_Given task_.
Convert every row below into a Markdown table with two columns, Number and Line. Give each non-blank line its own table entry with a sequential number, and omit blank lines.

---------- Available records

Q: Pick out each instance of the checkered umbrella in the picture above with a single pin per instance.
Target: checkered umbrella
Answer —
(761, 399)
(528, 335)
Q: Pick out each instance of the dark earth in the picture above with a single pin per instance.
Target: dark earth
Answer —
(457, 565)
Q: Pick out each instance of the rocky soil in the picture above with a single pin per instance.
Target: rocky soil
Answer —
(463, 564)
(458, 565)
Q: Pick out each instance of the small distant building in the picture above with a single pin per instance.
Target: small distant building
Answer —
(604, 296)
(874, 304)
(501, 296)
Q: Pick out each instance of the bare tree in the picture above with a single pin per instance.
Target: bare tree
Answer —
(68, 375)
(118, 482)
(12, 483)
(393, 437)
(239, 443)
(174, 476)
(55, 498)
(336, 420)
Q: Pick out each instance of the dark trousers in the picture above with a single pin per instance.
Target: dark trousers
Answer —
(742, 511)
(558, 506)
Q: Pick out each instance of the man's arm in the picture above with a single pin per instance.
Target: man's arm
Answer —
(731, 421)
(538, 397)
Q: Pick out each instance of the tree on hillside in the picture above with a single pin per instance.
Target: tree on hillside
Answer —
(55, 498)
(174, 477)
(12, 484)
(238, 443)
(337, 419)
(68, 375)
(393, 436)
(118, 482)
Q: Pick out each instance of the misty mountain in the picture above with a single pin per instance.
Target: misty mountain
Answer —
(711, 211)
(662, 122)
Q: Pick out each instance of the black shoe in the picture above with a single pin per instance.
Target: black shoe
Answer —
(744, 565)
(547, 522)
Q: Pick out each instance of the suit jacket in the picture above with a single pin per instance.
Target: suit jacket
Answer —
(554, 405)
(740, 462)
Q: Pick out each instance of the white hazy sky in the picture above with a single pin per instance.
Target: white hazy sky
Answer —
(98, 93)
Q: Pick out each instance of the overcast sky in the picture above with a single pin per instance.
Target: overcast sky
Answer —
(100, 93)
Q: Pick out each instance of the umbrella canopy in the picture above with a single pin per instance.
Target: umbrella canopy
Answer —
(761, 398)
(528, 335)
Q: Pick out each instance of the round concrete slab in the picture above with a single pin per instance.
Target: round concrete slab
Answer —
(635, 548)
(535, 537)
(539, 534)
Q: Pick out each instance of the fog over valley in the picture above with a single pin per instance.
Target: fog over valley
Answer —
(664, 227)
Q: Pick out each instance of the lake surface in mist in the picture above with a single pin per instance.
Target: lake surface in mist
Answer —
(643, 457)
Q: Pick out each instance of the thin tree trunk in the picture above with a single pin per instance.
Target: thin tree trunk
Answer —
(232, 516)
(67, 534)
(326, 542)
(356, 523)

--------------------

_Finished task_.
| Number | Line |
|---|---|
| 1 | Q: Pick out each instance of the checkered umbrella in the picture above with a single pin per instance. |
| 2 | Target: checkered umbrella |
| 3 | Answer — |
| 4 | (761, 399) |
| 5 | (528, 335) |
| 6 | Q: Pick out each instance of the dark earth in the picture above with a single pin per instance. |
| 7 | Target: dark earth |
| 8 | Answer — |
| 9 | (457, 565) |
| 10 | Q: Pick out each instance of the rocky soil in the picture above with a single pin per instance. |
| 11 | Target: rocky soil |
| 12 | Answer — |
| 13 | (463, 564) |
| 14 | (458, 565) |
| 15 | Q: Pick out each instance of the small distant building in the picture above with a single pin per instance. |
| 16 | Target: small distant building |
| 17 | Answer — |
| 18 | (604, 296) |
| 19 | (874, 304) |
| 20 | (501, 296) |
| 21 | Q: Pick out each instance of the bare tree in the picture above with a single pin per instance. |
| 22 | Target: bare tree |
| 23 | Answer — |
| 24 | (68, 375) |
| 25 | (118, 482) |
| 26 | (12, 483) |
| 27 | (393, 437) |
| 28 | (239, 443) |
| 29 | (174, 476) |
| 30 | (55, 498) |
| 31 | (336, 420) |
| 32 | Q: Pick out each instance of the dark trousers in the picture above with a single pin per instance. |
| 33 | Target: dark trousers |
| 34 | Answer — |
| 35 | (742, 511) |
| 36 | (558, 506) |
| 37 | Q: Pick out each instance of the man's arm in the picture above with a single pin per instance. |
| 38 | Target: man's arm |
| 39 | Answer — |
| 40 | (731, 421) |
| 41 | (538, 397) |
| 42 | Q: Pick out each instance of the tree on hillside in the picture above with a single pin per instance. |
| 43 | Target: tree on hillside |
| 44 | Answer — |
| 45 | (55, 498) |
| 46 | (174, 477) |
| 47 | (12, 484) |
| 48 | (238, 443) |
| 49 | (337, 419) |
| 50 | (68, 375) |
| 51 | (393, 436) |
| 52 | (118, 482) |
| 53 | Q: Pick out each instance of the misty mountain in the picture above with a single pin per instance. |
| 54 | Target: misty mountain |
| 55 | Answer — |
| 56 | (711, 211) |
| 57 | (662, 122) |
| 58 | Q: Pick out each instance of the black shoe in the picture above with a single pin per instance. |
| 59 | Target: black shoe |
| 60 | Answer — |
| 61 | (744, 565) |
| 62 | (547, 522) |
| 63 | Q: Pick out each instance of the suit jacket in the picture above with a single pin per instance. |
| 64 | Target: suit jacket |
| 65 | Answer — |
| 66 | (554, 405) |
| 67 | (740, 462) |
| 68 | Q: Pick out each instance of the white hazy sky in the picture above with a single pin per instance. |
| 69 | Target: white hazy sky |
| 70 | Answer — |
| 71 | (98, 93) |
| 72 | Q: Pick out each instance of the overcast sky in the picture above with a single pin per instance. |
| 73 | Target: overcast sky |
| 74 | Answer — |
| 75 | (100, 93) |
| 76 | Q: Pick out each instance of the umbrella canopy in the picture above with a single pin per instance. |
| 77 | Target: umbrella canopy |
| 78 | Answer — |
| 79 | (761, 398) |
| 80 | (528, 335) |
| 81 | Q: Pick out each instance of the round concrete slab in the picture above with a single pin per instance. |
| 82 | Target: round concrete slab |
| 83 | Answer — |
| 84 | (635, 548) |
| 85 | (535, 537) |
| 86 | (539, 534) |
| 87 | Q: Pick out each instance of the fog over valley in the picture above with a single pin per instance. |
| 88 | Target: fog over valley |
| 89 | Answer — |
| 90 | (664, 227) |
| 91 | Q: Pick out each instance of the lake surface in mist in the picture above with a single pin per instance. |
| 92 | Target: lake surface in mist |
| 93 | Answer — |
| 94 | (643, 457) |
| 95 | Q: Pick out each instance of the thin tree trunk in the picture above with a single pin per instance. |
| 96 | Target: thin tree trunk |
| 97 | Answer — |
| 98 | (232, 516) |
| 99 | (67, 534) |
| 100 | (326, 542) |
| 101 | (356, 523) |